Leyendo sobre… «Lo que el dinero no puede comprar»

Les comentaba en la entrada anterior… que ciertos estudios experimentales están demostrando que ascender en la escala social puede incidir en el desarrollo de comportamientos o actitudes menos éticas. A tenor de estas investigaciones parece que el dinero nos «transforma» y nos vuelve más egoístas. Por ejemplo, el análisis de que los coches de gama alta suelen detenerse menos ante los pasos peatones que los de gamas inferiores, puede parecer anecdótico, pero resulta ilustrativo. Quizás estemos llevando los valores de mercado demasiado lejos sin darnos cuentas de que hay «límites morales al mercado» pues hay cosas «que el dinero no puede comprar», como nos cuenta Michael J. Sandel (libro, Artículo)

——

Enunciado A:
Resuma en dos oraciones el fragmento sobre el dinero y los límites morales del mercado.
Enunciado B:
Redacte la continuación del fragmento sobre el dinero y los límites morales del mercado a partir de su última oración.
Los ítems constituyen un material independiente del fragmento.

——

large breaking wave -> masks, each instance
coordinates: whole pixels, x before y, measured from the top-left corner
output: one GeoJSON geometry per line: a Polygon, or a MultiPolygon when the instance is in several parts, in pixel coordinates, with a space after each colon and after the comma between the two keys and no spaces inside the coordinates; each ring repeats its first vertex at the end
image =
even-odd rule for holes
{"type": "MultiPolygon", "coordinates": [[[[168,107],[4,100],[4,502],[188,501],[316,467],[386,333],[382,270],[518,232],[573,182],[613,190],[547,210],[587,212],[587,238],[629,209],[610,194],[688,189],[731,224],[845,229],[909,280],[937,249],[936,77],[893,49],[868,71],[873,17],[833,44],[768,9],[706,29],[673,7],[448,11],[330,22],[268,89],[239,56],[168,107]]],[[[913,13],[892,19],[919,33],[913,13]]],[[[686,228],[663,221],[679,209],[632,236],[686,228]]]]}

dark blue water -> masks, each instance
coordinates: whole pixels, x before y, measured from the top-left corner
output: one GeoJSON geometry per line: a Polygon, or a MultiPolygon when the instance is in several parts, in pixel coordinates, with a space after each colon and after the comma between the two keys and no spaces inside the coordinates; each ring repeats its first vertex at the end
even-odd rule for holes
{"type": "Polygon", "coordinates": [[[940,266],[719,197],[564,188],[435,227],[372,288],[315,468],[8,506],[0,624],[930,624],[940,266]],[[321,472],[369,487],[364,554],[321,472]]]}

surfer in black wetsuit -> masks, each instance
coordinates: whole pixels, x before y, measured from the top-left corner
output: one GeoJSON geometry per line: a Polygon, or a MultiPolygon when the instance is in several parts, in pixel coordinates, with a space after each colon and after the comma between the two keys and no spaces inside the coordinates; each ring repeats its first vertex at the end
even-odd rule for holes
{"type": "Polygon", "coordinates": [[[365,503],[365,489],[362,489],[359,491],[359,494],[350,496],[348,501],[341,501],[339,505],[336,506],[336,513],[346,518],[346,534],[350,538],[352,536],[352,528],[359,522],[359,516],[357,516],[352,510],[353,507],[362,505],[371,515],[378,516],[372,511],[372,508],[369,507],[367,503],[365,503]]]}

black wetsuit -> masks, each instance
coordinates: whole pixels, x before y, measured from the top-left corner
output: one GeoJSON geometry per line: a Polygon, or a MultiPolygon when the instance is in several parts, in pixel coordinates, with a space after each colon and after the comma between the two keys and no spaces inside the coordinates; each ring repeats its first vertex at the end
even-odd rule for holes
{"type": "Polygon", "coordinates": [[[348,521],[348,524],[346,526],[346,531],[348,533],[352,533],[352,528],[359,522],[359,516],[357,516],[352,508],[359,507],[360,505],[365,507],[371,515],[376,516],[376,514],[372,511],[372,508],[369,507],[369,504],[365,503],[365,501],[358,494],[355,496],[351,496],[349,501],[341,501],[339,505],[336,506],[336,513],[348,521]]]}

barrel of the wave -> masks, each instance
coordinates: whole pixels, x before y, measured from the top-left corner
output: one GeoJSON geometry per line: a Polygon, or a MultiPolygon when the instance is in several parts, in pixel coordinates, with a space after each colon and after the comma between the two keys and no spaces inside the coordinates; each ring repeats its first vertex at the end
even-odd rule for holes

——

Resultado del ejercicio A:
Según ciertos estudios experimentales, ascender en la escala social puede favorecer comportamientos menos éticos y volvernos más egoístas, algo que ilustra el hecho de que los coches de gama alta se detengan menos ante los pasos de peatones. El fragmento plantea que quizá estemos llevando los valores de mercado demasiado lejos, pues hay cosas que el dinero no puede comprar, como expone Michael J. Sandel.

Resultado del ejercicio B:
El libro cuestiona la colonización por parte de los mercados (y de los valores de mercado) de esferas de la vida que no le son propias. Predomina es nuestras sociedades la idea de que «todo está en venta». Sandel insiste en que esto no es así o, al menos, no debería serlo. El mercado es un modo eficiente de asignar los recursos (con grandes ventajas respecto a otros como la planificación, el racionamiento o las loterías), pero no deja de ser una «metodología», un instrumento con sus límites. El problema surge cuando queremos aplicar la metodología del mercado a esferas que no le son propias bien porque las condiciones iniciales de los participantes son diferentes y se produciría una gran injusticia (fairness argument), o bien porque el objeto se corrompería con la simple acción de compra-venta (corruption argument). Un claro ejemplo de lo primero sería el vender los puestos en la lista para el trasplante de órganos. Un ejemplo de lo segundo, sería la amistad -la propia idea de que puede comprarse o venderse la destruye- o el premio nobel -que perdería todo su alto reconocimiento de saberse que se vende.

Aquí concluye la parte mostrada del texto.